Work instructions — The answer is every line of the records that holds the word "grate", copied in full.

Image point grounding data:
────────────────────

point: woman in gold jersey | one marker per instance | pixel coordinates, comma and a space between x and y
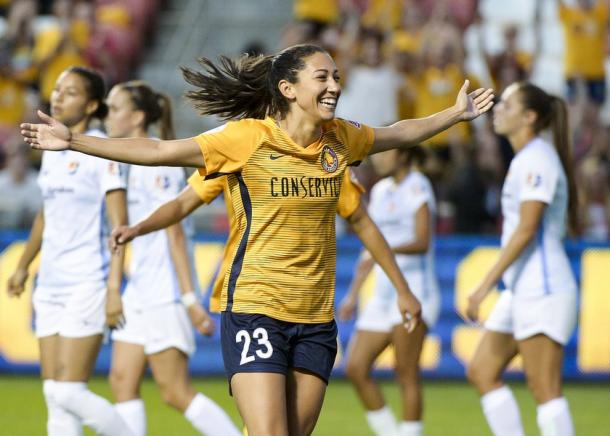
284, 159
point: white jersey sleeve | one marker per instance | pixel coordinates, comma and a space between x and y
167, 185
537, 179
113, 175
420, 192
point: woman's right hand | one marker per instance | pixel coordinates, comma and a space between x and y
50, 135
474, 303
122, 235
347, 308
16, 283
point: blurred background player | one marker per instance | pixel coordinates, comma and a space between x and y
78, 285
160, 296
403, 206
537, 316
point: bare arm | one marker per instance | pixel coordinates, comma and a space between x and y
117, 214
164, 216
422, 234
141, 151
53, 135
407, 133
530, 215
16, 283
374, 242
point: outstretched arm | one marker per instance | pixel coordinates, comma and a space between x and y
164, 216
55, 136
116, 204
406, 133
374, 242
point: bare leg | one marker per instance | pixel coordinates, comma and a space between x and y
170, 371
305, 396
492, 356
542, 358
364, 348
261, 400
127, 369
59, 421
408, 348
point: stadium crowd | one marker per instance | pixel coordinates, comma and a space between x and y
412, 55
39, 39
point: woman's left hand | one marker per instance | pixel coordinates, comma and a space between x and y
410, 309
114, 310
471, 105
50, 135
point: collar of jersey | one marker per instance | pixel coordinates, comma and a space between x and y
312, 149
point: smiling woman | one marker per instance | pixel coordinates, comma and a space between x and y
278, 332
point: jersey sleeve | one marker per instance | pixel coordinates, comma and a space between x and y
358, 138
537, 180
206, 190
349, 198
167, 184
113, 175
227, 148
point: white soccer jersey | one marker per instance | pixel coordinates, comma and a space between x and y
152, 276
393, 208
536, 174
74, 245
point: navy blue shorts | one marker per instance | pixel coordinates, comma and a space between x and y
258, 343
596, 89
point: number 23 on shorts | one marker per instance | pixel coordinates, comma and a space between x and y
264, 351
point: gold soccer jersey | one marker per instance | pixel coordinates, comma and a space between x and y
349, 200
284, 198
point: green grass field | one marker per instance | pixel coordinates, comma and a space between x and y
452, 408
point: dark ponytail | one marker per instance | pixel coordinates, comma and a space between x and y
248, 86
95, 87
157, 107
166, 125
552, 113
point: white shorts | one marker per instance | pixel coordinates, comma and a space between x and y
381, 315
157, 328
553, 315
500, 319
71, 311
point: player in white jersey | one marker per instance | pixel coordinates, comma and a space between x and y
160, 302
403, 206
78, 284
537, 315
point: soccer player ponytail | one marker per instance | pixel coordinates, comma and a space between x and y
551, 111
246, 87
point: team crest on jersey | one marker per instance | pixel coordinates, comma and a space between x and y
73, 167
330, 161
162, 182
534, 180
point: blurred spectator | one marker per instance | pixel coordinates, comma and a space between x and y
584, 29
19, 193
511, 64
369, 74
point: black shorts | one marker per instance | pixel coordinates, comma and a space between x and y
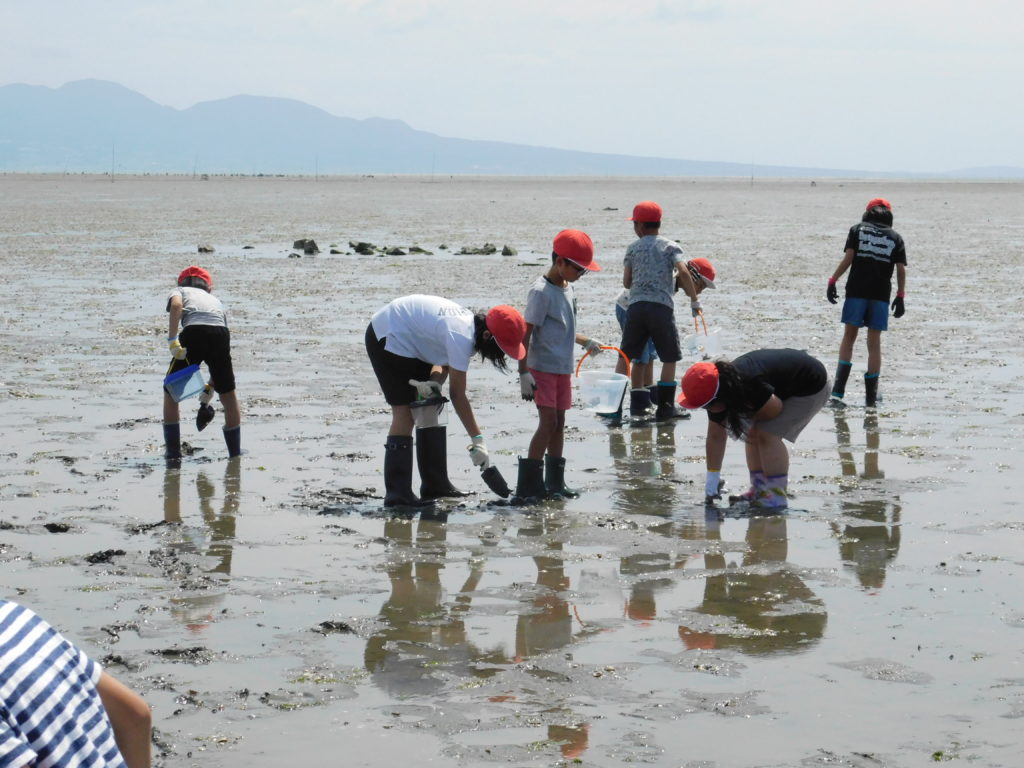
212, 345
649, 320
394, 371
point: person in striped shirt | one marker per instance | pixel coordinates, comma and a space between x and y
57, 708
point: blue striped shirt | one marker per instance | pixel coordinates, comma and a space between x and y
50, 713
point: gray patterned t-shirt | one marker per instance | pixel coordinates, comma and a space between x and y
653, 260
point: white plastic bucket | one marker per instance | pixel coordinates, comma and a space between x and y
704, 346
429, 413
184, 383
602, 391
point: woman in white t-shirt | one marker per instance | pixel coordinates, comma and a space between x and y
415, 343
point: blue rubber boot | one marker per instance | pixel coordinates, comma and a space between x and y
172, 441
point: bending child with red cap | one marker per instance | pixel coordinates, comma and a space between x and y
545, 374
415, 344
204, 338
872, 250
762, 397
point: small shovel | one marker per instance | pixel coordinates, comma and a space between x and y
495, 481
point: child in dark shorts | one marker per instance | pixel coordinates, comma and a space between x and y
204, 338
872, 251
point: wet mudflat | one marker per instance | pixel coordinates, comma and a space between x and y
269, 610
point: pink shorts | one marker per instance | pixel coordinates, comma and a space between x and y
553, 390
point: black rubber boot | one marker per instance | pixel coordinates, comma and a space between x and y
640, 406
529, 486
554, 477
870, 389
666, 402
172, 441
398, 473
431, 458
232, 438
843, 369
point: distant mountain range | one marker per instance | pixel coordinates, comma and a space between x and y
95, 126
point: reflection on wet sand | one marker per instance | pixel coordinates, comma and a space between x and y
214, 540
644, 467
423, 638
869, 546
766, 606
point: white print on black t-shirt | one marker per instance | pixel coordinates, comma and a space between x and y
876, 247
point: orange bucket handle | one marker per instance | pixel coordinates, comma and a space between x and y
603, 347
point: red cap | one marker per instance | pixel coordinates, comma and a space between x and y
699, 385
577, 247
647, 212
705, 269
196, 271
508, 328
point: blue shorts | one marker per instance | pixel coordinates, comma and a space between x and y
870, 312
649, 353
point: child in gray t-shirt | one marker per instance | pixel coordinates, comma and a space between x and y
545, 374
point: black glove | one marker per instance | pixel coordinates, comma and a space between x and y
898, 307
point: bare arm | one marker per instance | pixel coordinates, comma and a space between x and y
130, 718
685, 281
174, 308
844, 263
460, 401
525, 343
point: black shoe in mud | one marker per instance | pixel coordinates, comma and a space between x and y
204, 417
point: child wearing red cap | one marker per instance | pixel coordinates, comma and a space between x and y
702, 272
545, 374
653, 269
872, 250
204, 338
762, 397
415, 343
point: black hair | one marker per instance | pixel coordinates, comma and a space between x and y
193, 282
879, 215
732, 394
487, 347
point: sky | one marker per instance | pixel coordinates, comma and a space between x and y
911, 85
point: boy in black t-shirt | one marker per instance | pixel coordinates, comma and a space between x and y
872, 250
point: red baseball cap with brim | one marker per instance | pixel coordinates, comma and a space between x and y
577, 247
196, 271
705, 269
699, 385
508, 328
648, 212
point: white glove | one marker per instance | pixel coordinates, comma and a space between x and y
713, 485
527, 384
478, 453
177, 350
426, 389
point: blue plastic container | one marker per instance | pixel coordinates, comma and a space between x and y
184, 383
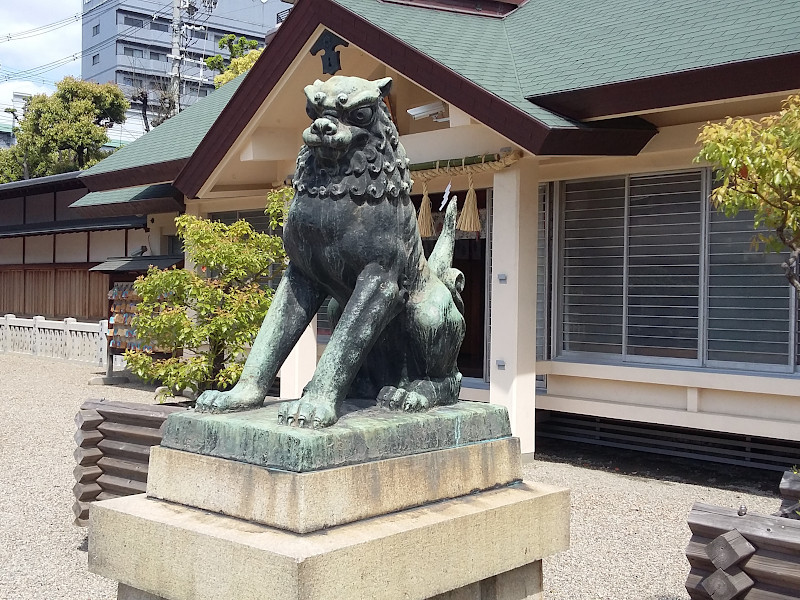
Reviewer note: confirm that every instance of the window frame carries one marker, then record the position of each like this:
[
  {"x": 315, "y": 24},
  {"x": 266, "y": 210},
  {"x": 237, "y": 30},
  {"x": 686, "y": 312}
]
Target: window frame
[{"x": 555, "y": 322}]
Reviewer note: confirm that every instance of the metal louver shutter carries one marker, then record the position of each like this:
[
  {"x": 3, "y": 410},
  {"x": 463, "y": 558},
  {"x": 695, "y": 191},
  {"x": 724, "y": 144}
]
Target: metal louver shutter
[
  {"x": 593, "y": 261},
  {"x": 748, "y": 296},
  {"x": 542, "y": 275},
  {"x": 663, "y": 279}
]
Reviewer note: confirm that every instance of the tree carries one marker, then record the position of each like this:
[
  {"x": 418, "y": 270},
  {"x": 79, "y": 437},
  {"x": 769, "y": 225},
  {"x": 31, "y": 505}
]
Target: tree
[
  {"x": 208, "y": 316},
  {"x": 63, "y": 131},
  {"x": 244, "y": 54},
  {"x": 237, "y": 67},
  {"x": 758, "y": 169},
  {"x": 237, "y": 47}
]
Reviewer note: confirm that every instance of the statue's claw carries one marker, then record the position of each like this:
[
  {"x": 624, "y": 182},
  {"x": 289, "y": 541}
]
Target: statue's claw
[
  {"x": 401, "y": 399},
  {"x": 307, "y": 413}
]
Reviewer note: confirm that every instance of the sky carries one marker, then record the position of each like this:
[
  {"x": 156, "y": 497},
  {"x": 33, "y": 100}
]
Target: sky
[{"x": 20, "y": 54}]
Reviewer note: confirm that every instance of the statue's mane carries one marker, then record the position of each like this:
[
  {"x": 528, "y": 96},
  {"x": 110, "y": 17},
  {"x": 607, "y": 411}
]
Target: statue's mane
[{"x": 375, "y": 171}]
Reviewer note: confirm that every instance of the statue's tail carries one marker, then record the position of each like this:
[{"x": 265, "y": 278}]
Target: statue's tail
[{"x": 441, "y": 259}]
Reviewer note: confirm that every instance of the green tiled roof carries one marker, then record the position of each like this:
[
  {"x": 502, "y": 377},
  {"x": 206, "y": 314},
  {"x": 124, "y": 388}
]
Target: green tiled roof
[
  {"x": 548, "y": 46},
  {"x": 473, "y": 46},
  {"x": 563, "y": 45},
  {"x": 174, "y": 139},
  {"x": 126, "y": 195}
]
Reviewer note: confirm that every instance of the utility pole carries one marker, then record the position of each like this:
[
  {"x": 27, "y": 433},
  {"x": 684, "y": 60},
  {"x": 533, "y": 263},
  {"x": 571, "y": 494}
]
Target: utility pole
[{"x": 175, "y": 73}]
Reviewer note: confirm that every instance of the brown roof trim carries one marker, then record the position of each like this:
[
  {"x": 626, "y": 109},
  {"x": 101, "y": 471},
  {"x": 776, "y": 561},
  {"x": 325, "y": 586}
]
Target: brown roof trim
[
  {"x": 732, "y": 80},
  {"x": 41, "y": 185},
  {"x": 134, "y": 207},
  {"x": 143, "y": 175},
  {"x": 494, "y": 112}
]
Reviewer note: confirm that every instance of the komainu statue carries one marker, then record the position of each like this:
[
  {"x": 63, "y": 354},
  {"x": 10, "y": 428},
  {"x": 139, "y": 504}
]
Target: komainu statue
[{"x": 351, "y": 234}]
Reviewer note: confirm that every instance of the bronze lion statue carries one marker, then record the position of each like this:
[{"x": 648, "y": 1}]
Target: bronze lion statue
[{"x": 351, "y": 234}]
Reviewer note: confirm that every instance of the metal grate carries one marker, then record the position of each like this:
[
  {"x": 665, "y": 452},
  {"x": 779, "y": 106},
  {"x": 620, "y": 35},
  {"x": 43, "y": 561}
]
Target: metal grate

────────────────────

Response to the exercise —
Reviewer note: confirm that every instance of the metal grate carries one marker, then record the position of each like this:
Target: metal grate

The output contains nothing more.